Starting at the line that contains "claw in the" and ending at the line that contains "[127,166,144,199]", write out every line of the data again, including the lines with no coordinates. Scale each bounding-box coordinate by 0.65 and round it to a whole number, with halves rounded up.

**Extracted data entries**
↓↓↓

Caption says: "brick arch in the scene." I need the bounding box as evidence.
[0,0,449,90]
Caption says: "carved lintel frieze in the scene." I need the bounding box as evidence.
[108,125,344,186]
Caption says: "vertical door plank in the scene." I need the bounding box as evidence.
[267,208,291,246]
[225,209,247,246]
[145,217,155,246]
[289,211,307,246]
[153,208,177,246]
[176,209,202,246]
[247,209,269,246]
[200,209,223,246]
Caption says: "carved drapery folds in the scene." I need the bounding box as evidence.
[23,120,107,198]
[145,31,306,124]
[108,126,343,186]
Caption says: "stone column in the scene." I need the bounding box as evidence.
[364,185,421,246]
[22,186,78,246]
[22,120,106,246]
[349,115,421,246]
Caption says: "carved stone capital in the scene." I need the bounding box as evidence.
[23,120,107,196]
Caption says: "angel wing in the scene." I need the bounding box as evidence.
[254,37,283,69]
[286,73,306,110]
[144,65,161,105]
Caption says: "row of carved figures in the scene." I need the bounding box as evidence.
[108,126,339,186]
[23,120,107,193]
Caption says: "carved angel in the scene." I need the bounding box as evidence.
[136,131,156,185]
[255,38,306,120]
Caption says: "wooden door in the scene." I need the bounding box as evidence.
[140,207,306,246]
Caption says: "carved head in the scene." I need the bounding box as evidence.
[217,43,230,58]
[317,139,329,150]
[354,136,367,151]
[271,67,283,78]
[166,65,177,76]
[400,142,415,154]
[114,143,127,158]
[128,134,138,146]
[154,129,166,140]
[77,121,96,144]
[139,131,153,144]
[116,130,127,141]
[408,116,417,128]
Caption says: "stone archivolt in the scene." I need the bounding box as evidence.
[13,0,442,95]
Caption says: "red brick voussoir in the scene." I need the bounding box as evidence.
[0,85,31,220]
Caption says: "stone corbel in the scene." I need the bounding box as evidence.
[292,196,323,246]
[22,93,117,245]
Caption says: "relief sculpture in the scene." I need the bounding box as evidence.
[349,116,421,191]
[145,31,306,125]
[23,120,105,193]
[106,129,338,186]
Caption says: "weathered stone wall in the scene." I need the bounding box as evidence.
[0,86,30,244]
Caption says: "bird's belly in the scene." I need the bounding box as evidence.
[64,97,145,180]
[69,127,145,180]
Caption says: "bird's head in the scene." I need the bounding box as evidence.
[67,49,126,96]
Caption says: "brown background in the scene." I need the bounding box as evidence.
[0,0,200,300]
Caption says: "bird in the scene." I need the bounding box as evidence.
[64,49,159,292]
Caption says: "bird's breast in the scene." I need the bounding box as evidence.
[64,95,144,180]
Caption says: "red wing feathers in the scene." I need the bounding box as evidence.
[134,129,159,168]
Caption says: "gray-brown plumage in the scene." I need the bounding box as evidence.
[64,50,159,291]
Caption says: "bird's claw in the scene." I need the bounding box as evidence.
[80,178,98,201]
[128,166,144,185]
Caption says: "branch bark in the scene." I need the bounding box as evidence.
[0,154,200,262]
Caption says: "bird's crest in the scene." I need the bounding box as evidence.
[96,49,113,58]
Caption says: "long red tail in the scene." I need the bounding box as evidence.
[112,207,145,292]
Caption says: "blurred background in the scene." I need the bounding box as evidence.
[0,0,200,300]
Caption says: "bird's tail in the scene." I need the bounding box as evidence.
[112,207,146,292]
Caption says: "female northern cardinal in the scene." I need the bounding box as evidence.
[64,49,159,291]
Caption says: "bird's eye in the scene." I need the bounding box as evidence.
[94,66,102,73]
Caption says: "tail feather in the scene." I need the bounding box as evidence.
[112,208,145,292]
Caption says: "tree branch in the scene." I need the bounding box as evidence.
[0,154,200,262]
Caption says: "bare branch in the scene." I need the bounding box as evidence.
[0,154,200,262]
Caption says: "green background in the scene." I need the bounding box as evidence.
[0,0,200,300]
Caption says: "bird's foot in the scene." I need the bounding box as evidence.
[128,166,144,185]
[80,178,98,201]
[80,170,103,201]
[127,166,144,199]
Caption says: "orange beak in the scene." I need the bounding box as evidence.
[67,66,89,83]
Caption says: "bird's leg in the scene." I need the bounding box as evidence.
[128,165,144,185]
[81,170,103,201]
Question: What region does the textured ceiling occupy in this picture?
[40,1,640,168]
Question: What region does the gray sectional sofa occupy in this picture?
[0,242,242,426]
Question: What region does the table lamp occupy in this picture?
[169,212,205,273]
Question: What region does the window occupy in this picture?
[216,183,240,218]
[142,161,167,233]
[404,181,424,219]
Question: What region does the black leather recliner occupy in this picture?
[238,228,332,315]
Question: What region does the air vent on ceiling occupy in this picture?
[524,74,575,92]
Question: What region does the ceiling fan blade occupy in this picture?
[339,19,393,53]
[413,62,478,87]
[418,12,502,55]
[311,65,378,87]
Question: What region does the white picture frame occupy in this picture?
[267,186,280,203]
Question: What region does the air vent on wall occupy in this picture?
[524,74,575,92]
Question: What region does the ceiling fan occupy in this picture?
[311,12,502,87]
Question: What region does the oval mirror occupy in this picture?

↑↑↑

**Solved exercise**
Caption says: "bird's claw in the scene." I need the bounding box as evidence.
[52,116,64,131]
[83,108,94,120]
Caption says: "branch bark in the scene." I need the bounding box as evidence.
[0,100,130,170]
Caption says: "bird's crest in the scene." I need the bounding box as evidence.
[62,32,73,38]
Caption says: "long red tail in the scene." I need the bounding box as evidence.
[73,135,94,190]
Caption says: "blurred background in the scene." I need the bounding box as evidence.
[0,0,130,195]
Caption says: "bird's tail in the scene." I need the bounding box as evidence.
[73,135,95,190]
Caption says: "female northern cardinal in the scene." I need the bounding box as evidence.
[42,32,103,189]
Caption says: "bird's eye in the scene." I need the bounding box as evidence.
[61,43,66,47]
Caption says: "tail feather in the scene." I need the bounding box as evidence.
[73,135,94,190]
Caption says: "tree branch in the scene." I need the bounding box as evidence.
[0,100,130,170]
Caption says: "bare branch in the scene." I need the bounding box as evidence.
[0,100,130,170]
Caption says: "green background in the scene." I need the bounding box as evidence.
[0,0,130,195]
Caption says: "bird's foot in the scene." I need the bounding box as evidence.
[83,108,94,120]
[52,116,64,131]
[52,111,67,131]
[83,108,94,129]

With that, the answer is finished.